STATED TASK >>
Retype the passage from the weight-loss forum thread between "I was on the" and "from my weight.", inclusive.

DOCUMENT EXTRACT >>
I'll post a before and after pic when I hit my target. Not until then!

I might post some random pics if I get bored though...of my lovely van etc.


----------



## Fatboy80 (Feb 27, 2008)

Sambuca said:


> Get it done!!!!!
> 
> I so think a break every so often is good for you though. Sounds like u have a lot going on still
> 
> Get some pics up Dom! Bet u dont have far to go now


Bumper undone! Lovely autocorrect.

I still got about 10-15kgs to go I reckon.


----------



## Sambuca (Jul 25, 2012)

Haha best auto correct ever lol

I was on the Renault owners club forum a d the autocorrect came out as mtren


----------



## Fatboy80 (Feb 27, 2008)

40 mins dog walk done. Now de-icing van to do a bit more cardio in gym. Will do bike to give my knee a rest from my weight.


----------



## liam0810 (Jan 6, 2011)

Glad to see you back into it mate. Head should be screwed back on now after the holiday and everything else is sorted. 15KG is easy for you after what you've lost


----------



## Fatboy80 (Feb 27, 2008)

INFORMATION GIVEN >>
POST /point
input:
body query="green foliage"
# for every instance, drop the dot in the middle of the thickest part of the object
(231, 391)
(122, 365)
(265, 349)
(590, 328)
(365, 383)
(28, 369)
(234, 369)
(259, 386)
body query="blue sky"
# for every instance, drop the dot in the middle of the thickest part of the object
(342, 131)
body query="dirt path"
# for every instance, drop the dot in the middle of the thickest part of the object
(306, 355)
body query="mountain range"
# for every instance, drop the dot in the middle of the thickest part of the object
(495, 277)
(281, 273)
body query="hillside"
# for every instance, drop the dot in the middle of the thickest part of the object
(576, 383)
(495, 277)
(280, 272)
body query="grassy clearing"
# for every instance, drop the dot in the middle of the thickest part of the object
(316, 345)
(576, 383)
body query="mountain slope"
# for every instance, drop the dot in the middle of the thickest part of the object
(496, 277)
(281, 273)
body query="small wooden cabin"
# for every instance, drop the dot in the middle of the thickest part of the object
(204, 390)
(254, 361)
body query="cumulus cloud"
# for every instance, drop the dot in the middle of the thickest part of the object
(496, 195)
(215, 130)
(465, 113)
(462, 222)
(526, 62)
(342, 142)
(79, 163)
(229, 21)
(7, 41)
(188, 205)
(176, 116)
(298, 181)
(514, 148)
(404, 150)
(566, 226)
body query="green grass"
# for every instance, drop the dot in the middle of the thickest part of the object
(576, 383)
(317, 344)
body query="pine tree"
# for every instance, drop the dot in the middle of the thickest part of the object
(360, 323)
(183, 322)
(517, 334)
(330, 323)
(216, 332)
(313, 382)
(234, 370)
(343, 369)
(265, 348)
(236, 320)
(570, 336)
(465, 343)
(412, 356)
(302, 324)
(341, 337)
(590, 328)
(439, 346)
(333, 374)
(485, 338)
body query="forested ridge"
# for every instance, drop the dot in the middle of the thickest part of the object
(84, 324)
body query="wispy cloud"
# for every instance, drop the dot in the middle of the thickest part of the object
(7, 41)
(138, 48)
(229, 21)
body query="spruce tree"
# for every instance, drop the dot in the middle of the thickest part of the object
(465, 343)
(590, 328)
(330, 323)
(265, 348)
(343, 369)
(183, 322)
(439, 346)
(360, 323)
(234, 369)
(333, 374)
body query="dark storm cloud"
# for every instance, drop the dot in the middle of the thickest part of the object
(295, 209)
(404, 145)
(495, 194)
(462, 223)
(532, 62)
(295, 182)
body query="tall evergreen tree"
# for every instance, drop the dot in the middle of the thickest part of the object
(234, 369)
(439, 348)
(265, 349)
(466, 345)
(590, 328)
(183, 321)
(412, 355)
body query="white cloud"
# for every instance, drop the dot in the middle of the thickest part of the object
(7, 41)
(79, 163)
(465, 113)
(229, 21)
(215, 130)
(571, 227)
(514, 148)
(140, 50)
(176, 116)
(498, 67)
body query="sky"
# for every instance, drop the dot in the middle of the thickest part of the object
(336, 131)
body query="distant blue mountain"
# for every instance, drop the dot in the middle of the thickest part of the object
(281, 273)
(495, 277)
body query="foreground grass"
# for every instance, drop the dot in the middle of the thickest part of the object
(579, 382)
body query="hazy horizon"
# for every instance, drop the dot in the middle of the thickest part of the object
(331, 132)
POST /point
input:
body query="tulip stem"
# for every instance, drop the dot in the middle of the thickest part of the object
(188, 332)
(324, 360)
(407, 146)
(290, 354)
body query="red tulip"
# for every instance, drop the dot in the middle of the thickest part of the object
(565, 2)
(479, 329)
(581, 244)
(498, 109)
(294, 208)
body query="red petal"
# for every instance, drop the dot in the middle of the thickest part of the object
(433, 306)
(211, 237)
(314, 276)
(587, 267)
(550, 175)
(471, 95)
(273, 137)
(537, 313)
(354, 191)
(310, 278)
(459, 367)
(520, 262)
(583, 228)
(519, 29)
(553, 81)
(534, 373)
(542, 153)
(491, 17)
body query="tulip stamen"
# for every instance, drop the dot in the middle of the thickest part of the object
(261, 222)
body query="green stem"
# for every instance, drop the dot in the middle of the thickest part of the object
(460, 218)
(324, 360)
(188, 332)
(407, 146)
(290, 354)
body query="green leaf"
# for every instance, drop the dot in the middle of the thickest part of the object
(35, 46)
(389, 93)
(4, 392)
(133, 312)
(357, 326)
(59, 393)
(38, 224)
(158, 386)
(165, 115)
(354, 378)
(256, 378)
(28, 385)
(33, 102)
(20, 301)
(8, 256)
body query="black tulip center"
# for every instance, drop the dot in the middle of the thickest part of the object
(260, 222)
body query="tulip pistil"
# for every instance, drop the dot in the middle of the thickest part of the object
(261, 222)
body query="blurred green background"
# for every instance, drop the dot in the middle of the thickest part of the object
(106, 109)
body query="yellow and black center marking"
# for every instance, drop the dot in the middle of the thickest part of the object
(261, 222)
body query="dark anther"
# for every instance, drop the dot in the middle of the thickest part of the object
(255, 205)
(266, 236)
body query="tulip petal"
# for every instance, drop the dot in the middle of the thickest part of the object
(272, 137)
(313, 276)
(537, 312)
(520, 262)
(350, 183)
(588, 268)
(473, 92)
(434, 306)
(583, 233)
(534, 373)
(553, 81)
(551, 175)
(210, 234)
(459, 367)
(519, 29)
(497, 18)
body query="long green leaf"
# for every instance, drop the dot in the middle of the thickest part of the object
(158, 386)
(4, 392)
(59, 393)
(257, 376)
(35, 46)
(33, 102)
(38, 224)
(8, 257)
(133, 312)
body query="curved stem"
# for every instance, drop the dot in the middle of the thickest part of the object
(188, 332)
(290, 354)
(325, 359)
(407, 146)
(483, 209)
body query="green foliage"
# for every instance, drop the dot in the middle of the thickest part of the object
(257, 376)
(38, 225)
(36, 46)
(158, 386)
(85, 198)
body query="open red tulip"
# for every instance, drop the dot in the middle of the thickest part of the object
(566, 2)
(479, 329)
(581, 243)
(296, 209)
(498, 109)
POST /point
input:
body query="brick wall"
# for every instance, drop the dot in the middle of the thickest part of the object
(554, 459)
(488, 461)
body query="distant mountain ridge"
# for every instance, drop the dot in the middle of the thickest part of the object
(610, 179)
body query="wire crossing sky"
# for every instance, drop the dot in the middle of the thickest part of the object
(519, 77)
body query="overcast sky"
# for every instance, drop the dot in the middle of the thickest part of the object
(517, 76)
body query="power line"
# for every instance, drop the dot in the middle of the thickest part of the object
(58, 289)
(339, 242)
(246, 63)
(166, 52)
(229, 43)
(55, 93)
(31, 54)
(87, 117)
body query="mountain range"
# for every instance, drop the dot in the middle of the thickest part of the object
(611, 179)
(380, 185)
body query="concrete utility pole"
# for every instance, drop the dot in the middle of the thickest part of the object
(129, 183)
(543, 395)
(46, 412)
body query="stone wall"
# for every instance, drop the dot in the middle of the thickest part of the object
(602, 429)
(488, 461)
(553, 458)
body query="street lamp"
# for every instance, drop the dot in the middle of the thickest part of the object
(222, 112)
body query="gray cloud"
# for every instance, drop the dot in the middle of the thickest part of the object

FULL ANSWER >>
I was on the Renault owners club forum a d the autocorrect came out as mtren


----------



## Fatboy80 (Feb 27, 2008)

40 mins dog walk done. Now de-icing van to do a bit more cardio in gym. Will do bike to give my knee a rest from my weight.